| DIRECTIVE |
Report every line of the data below that contains the word "picture", copying each such line in full.

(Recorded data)
○ ○ ○ ○

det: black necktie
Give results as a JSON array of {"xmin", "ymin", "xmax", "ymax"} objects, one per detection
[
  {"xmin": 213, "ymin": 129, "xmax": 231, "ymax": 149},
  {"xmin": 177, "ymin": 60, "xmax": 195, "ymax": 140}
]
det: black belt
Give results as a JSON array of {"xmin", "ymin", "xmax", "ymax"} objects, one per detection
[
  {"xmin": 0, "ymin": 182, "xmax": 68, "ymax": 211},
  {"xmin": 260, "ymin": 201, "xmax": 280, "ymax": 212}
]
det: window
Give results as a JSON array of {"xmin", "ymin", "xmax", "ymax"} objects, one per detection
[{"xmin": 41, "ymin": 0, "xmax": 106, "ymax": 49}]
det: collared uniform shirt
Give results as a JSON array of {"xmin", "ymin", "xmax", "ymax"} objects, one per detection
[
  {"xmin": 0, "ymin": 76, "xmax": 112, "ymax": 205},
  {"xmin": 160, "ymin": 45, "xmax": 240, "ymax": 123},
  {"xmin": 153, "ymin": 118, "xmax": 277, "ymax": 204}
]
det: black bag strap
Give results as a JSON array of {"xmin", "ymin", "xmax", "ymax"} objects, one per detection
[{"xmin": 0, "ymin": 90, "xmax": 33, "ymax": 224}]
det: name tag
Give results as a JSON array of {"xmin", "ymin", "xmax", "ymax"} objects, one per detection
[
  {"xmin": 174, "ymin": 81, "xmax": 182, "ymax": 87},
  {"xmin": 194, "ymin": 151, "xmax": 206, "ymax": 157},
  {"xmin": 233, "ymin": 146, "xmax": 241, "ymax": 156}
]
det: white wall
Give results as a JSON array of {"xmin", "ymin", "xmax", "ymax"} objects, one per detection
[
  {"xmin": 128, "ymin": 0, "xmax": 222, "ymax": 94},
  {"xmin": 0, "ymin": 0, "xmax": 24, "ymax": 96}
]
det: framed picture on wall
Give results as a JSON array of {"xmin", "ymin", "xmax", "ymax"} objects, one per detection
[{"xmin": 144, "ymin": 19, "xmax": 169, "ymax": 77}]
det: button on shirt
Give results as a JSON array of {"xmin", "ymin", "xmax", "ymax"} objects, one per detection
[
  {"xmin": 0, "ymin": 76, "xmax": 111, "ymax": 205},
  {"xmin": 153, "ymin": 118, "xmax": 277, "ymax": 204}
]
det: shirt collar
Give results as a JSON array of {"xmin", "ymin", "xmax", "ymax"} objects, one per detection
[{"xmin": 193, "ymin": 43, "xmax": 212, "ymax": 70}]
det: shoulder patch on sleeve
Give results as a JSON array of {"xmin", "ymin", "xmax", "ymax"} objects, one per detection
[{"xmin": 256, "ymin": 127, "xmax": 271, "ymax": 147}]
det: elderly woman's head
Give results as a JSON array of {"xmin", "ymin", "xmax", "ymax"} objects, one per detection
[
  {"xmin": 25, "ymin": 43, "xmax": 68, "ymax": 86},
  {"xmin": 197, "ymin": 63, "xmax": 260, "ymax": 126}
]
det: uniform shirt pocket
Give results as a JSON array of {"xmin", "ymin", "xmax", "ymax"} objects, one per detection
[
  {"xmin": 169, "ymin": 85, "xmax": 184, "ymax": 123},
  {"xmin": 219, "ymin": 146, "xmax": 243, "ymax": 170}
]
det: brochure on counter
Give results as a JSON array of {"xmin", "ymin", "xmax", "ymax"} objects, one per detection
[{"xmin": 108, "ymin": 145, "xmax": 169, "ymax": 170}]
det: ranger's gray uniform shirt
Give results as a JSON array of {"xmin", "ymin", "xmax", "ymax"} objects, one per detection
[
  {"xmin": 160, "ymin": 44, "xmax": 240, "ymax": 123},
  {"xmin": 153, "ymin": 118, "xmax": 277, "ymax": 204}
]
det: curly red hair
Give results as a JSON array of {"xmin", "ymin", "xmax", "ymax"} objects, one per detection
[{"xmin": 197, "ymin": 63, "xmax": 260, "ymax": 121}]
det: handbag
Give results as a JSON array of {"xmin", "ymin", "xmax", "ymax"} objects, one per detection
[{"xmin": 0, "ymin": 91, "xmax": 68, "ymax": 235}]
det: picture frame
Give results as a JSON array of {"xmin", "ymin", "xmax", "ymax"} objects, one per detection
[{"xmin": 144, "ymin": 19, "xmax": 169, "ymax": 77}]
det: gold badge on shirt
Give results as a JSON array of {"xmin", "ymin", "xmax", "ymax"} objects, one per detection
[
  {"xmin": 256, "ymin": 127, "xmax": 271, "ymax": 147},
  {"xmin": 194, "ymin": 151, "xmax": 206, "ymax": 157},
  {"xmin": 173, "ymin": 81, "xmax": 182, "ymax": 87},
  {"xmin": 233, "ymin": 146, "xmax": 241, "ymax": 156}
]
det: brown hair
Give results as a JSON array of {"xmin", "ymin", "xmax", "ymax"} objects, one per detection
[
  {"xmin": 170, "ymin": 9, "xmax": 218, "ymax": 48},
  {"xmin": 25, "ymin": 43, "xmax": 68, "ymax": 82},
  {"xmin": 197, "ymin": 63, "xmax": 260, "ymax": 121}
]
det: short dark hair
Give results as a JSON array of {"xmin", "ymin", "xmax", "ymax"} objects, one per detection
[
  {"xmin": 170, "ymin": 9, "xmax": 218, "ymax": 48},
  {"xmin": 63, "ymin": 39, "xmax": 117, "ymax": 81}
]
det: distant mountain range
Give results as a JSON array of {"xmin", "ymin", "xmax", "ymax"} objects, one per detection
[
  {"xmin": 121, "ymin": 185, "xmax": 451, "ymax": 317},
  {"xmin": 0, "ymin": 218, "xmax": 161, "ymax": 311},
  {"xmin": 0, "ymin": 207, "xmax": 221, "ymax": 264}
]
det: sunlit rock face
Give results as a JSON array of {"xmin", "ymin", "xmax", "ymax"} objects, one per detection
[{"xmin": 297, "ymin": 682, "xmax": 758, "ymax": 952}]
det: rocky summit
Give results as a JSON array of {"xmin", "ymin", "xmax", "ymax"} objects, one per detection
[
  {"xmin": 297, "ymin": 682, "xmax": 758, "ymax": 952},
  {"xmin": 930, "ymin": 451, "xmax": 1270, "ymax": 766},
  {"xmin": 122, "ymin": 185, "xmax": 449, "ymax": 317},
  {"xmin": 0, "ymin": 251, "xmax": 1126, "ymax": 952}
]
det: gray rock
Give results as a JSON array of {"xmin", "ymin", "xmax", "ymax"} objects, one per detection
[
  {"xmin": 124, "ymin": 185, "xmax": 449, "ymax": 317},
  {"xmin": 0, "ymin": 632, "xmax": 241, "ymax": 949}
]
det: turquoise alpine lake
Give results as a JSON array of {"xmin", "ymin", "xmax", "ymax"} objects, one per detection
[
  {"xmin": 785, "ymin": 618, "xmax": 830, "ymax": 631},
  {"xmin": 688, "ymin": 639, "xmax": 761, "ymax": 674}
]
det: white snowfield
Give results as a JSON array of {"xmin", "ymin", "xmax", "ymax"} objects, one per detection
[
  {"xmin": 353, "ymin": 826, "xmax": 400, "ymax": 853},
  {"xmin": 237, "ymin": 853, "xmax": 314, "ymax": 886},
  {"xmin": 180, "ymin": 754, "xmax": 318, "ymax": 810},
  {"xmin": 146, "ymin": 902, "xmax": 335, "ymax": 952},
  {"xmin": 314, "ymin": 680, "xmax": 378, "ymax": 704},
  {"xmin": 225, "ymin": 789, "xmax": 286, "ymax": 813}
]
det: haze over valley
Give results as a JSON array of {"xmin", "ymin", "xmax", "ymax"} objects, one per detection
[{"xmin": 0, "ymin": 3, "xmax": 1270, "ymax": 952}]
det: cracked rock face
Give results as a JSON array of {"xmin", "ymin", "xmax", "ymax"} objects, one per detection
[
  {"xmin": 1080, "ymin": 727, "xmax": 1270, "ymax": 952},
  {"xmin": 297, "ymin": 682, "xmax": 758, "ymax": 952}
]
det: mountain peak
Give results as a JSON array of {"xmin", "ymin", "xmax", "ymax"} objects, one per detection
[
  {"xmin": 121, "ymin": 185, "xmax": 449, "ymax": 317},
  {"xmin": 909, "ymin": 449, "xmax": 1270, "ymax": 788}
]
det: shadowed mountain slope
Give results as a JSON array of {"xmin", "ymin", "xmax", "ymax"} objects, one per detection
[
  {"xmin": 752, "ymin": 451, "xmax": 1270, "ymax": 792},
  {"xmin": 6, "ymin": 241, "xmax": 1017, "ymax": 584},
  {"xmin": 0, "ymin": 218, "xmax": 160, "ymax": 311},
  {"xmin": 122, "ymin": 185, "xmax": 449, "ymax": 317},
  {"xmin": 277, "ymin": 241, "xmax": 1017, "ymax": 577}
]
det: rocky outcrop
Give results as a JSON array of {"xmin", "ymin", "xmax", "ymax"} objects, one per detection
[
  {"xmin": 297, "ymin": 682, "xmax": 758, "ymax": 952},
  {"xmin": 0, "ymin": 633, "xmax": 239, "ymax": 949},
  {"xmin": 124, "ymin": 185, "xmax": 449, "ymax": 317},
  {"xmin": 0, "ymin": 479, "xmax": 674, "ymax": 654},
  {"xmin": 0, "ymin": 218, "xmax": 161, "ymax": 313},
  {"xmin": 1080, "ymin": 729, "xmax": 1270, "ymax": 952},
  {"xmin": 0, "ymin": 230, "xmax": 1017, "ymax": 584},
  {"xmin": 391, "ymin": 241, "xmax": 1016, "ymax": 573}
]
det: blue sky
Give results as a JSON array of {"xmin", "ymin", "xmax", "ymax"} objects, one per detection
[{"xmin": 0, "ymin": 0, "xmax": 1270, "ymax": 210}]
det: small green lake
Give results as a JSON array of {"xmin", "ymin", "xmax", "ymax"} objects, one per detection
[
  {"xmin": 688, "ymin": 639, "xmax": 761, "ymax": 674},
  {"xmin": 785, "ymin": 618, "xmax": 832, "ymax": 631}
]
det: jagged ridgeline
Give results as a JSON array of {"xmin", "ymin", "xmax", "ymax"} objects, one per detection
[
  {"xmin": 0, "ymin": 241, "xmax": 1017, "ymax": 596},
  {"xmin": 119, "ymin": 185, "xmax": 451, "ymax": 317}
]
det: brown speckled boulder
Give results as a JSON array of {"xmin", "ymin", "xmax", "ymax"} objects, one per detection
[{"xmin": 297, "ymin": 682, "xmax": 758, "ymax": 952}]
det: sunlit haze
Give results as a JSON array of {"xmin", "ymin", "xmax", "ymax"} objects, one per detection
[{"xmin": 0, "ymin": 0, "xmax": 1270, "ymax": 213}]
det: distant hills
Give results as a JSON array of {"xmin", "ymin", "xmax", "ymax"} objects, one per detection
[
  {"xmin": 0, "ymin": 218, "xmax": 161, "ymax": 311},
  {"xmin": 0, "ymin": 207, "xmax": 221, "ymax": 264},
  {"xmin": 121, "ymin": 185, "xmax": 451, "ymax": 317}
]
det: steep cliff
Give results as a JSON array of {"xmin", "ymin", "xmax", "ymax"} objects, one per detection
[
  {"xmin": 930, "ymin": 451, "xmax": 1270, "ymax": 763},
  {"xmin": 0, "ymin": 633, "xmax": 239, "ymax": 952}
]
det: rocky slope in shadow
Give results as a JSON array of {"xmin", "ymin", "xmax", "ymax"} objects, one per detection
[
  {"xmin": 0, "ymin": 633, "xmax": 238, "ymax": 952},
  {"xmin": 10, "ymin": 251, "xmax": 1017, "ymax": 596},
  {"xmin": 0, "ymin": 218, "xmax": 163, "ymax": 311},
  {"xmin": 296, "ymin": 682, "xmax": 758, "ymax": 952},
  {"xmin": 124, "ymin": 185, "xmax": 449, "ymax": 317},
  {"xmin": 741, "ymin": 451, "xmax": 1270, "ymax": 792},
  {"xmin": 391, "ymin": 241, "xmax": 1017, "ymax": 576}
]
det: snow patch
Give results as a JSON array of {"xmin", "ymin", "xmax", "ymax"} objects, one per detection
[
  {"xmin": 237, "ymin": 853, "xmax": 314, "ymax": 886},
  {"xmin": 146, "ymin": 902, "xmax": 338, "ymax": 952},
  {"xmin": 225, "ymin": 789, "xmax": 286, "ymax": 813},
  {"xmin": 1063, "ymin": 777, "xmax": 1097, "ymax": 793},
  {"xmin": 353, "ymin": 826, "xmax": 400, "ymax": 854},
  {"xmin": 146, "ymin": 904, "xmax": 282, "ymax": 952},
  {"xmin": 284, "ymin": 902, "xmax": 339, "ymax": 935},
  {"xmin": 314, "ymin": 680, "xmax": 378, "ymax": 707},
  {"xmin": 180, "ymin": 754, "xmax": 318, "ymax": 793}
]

○ ○ ○ ○

| TASK ANSWER |
det: framed picture on wall
det: picture frame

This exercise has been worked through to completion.